** Start of PROVIDED DATA **

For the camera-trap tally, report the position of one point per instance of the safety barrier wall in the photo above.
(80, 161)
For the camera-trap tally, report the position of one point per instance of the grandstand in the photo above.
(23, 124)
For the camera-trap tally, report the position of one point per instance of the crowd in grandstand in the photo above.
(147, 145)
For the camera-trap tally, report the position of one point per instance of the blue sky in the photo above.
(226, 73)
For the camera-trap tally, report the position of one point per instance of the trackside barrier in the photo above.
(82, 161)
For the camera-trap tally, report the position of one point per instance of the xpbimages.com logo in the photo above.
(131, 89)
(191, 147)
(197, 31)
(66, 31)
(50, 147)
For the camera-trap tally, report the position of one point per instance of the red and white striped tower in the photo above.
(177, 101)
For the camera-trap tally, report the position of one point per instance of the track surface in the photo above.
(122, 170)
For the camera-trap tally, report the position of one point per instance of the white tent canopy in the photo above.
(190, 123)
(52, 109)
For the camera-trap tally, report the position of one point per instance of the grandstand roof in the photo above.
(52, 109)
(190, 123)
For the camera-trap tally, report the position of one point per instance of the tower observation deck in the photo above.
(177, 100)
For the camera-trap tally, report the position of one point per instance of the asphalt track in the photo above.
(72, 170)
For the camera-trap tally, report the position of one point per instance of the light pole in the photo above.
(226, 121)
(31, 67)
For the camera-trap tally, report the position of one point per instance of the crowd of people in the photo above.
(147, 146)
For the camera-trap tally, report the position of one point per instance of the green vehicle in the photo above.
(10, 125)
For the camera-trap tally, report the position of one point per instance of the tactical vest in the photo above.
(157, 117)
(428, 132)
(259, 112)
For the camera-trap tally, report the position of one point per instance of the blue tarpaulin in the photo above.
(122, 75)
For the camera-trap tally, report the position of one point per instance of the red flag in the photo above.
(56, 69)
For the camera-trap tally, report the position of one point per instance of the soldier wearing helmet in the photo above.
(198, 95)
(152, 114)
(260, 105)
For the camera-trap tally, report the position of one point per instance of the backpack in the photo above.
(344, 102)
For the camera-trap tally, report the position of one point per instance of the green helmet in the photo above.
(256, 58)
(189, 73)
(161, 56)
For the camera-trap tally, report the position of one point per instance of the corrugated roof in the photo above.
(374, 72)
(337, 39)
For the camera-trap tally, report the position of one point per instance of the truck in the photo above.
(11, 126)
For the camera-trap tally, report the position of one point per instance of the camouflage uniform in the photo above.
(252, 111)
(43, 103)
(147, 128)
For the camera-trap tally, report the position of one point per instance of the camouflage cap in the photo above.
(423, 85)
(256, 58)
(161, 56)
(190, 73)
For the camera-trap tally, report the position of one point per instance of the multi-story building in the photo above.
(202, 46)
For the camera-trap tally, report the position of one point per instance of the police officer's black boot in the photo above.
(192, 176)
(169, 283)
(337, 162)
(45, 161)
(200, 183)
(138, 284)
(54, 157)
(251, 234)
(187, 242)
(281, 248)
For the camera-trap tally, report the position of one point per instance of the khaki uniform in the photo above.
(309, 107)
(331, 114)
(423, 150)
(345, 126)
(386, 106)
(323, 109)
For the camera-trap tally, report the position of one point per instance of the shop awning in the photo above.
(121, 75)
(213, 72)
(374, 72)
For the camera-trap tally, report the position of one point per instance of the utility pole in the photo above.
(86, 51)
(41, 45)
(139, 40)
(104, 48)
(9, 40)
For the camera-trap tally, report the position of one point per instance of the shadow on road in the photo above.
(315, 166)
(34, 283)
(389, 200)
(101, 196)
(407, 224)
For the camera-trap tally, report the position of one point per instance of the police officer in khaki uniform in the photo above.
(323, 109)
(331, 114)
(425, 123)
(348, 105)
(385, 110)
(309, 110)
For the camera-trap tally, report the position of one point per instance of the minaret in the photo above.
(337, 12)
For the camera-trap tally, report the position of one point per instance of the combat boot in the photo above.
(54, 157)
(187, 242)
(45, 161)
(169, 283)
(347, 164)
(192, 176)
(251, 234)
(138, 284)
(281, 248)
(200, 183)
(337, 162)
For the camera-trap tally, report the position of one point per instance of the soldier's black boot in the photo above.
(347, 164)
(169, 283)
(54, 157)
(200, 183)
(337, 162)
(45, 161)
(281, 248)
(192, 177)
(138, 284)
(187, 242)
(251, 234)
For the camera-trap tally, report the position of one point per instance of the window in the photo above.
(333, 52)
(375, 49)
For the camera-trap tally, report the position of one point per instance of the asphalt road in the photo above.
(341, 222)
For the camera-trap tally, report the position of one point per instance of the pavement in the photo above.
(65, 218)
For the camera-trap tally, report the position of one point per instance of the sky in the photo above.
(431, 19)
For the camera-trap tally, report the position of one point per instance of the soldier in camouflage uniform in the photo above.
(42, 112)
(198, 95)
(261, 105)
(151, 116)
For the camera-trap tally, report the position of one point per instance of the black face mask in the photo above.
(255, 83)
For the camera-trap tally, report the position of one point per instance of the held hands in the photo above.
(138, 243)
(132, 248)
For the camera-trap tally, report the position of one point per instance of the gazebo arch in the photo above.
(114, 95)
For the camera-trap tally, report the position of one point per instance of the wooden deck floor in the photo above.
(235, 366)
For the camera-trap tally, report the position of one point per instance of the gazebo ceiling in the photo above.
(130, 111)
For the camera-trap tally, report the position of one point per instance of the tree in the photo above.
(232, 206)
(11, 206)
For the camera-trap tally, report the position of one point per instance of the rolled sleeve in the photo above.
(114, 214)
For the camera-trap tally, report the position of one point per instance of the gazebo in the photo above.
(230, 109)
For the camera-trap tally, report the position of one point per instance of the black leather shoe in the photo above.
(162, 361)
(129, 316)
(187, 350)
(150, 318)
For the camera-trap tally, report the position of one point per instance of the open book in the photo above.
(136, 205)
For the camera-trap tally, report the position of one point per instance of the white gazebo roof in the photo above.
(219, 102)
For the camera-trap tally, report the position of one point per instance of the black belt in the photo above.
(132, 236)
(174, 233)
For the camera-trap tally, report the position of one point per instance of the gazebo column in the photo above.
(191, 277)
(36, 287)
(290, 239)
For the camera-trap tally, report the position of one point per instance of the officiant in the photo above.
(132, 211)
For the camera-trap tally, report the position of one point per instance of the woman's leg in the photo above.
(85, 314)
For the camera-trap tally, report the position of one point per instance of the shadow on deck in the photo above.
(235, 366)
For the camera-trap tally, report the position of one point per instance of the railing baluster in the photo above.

** End of PROVIDED DATA **

Print only the lines from the one with "column in the photo above." to the end of the records, both included.

• WORKED SOLUTION
For the camera-trap tally, report the position of one point per instance of the gazebo column in the photo above.
(191, 277)
(36, 287)
(290, 239)
For the camera-trap tally, report the position of one point per instance of the officiant in the photo above.
(132, 211)
For the camera-trap tally, report the position of one point per instance of the woman's leg in the photo above.
(85, 314)
For the camera-trap tally, report the position of one point per instance of the shadow on deck in the photo above.
(235, 366)
For the camera-trap tally, report the position of one point per instance of the railing baluster in the photo above.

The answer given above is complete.